I'm emotionally dead, now. A change of heart is necessary, at least towards those who deal me so much pain. It seems that's true. When you find someone that you love all others around you become meaningless. I think I'd levitate to the same sin, but at least I think about it, I try to split myself in equal parts to anyone. Do you?
In a relationship both He and She suffer losses, breaking up.
To understand me: feel the pain, contemplate pain, accept pain.

Think about a person you did everything for, you'd even give your life. What happens when everything you do for them is seen as bad or is not appreciated?
You lose control of yourself. I have no one that helps me get outta it, so I have to do it alone, I can't get this illusion destroy me.
Obviously if I did everything and wasn't enough, it means that you're equally worthless.

Love or not love, in my opinion, what matters is what the person in question means to you, what you're ready to do for them. Honestly? They can love you like none has ever did, but I doubt you'll mean more to them than you mean to me.

I was a spark of light and no force was great enough to create and shape me
But for her, I lured my own parents into existence so they could make me


...And believe me, that's not enough. It seems like you see through me as if I'm made of glass. When you ask somebody "What do I mean to you", you'll hear something like "My life", "Everything"(Which could as well be shit). The lack of knowledge you feed with is comprehensible, but the nonacceptance of the "everything" shown to you is inadmissible. In my perspective the price for depreciation is that you get fingers pointed at you, so others don't do the same mistakes. There's a price for everything you do, and I'm ready to accept that price.
Everything I do, I do it out of love. You must be a lethargic fuck to see the bad in my words or to think I wanna use you.

You got the motherfucking nerve to put your finger made at me?
'Cause I select to put the world at respect for clarity


Have you come to understand little about what pain is?
Unless you know the same pain, you cannot truly know another, and even if you get to know others, there can be no understanding.
That is the truth.
Just like it's useless to chase after you.

(Dataset entries)

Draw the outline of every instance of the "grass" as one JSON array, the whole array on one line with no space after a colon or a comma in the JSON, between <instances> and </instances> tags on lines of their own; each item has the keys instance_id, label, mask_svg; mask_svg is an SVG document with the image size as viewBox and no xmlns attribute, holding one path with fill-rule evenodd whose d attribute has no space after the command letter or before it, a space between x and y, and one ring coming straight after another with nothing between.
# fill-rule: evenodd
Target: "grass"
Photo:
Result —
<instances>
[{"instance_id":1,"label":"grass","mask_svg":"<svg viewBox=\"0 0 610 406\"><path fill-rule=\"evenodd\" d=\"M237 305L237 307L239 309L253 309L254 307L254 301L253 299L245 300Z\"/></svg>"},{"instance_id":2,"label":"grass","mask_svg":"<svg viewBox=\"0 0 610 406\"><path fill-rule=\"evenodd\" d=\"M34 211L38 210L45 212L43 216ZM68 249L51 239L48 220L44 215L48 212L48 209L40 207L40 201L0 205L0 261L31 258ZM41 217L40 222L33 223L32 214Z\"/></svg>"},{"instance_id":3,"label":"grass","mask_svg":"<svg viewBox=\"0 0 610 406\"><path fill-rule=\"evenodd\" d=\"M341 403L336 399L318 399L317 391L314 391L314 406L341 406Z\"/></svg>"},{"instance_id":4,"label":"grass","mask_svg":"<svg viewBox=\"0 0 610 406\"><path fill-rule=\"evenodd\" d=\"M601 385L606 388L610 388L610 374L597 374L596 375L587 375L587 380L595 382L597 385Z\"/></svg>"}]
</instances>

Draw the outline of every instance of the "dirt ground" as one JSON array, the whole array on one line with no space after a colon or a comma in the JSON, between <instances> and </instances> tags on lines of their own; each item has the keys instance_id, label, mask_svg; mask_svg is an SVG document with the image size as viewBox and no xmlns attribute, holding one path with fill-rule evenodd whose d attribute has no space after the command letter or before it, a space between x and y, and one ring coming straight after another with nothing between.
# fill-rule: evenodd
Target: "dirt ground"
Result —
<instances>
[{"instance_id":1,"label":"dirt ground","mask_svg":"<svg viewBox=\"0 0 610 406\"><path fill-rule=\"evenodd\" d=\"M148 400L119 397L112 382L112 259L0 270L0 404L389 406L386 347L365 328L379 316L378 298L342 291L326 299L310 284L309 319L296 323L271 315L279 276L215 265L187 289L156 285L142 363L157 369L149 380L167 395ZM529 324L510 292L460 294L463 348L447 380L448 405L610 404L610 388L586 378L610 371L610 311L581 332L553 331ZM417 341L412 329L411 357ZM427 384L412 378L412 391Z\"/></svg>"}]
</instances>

> **Task list**
[1] According to the piece on love and pain, what three things must be done to understand the writer?
[2] Carry on the piece on love and pain from the point where it stops.

> **Expected answers**
[1] Feel the pain, contemplate pain, and accept pain.

[2]
People change, you're not like I knew you anymore, or like you fooled me you are.
You chose this yourself.

They say I must forget about you. If I'm a real man I have to become wiser. Fools cannot survive in this world, that's the reality.

If being smart means what they say, then I'll remain a fool for the rest of my life.
Huh, I'm a big fool, after all.

I have burdened all the pain of people around you, inclusive yours, and I'll be ready to strike the world with that curse.
It seems it's my friend this thing called Hatred.
But I don't want this to be my way of living.

If you are ready to be her friend, then do what's right as her friend
I don't know what's the right thing to do, however, I can let faith decide whether she's right for me or not
"Love", in the past was merely a word to me. But after meeting you, you made me realize that what's important is the meaning of that word.
What does it mean to you?

I'm the loveless man you didn't feed, you passed by me in my time of need. What you didn't know is that I was a celestial, angel, on an earthly quest to morally test ya. You left in the thought, I never revisited or stressed you, but that one gesture, without question would've blessed you. So now you'll feel the pain of those you gave no attention, but still loved you. For 7 years straight like they did with no rescue. The horror and the fear, without escape, will infest you, the cycle will repeat eternally, unless you...

I know that I'm pathetic, but guess what? If showing your feelings is pathetic then being careless means being a bitch.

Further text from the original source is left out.